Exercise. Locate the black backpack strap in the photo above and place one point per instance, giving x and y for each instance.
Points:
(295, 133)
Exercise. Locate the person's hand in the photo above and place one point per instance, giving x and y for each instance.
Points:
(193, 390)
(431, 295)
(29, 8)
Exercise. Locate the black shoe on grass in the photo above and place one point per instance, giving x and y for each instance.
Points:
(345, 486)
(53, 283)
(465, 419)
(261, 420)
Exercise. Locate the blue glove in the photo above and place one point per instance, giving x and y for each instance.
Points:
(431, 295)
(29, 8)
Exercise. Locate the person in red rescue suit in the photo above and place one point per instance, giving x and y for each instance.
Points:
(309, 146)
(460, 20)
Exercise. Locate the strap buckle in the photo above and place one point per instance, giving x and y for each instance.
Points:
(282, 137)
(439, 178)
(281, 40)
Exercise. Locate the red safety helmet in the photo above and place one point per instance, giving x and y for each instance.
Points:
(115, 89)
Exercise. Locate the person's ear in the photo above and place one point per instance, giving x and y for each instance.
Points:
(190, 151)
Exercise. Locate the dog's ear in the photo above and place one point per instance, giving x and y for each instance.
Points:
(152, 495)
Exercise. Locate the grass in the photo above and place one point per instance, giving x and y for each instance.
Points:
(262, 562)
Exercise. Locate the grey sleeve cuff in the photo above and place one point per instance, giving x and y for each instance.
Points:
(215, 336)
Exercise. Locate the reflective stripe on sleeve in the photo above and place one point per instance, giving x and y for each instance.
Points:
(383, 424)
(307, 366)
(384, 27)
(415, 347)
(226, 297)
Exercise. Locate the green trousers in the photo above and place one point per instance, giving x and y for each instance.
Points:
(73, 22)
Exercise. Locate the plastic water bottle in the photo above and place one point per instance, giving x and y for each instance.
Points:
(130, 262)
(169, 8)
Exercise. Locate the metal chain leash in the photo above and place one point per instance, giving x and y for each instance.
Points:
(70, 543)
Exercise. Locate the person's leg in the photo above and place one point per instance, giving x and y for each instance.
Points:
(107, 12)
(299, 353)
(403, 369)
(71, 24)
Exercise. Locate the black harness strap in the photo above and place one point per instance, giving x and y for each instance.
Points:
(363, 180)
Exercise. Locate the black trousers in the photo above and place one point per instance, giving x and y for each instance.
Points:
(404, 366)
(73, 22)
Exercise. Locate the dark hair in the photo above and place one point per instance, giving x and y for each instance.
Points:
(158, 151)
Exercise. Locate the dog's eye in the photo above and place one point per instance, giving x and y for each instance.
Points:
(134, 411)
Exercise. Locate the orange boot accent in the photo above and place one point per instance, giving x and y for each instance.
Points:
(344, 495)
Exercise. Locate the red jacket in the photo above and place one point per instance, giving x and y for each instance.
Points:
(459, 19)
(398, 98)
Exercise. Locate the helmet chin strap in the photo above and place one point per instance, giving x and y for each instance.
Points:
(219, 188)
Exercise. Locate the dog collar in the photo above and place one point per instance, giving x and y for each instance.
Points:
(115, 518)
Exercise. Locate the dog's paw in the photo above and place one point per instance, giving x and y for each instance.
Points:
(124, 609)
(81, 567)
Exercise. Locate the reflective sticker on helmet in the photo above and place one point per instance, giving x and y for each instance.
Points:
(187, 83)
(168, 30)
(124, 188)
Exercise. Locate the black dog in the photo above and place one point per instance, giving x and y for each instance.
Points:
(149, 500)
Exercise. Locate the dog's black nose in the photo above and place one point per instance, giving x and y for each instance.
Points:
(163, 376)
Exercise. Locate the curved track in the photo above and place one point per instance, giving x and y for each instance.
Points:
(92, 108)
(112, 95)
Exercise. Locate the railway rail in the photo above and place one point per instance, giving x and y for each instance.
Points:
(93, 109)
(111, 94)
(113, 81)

★ ★ ★ ★

Copy out each line of the data that holds the string "trousers".

▸ Answer area
Exercise. Locate the green trousers in the photo above and place one point per instance, giving x and y for each instance.
Exercise. Locate the black trousers in the photo above and place one point per instance, giving x and y for each instance.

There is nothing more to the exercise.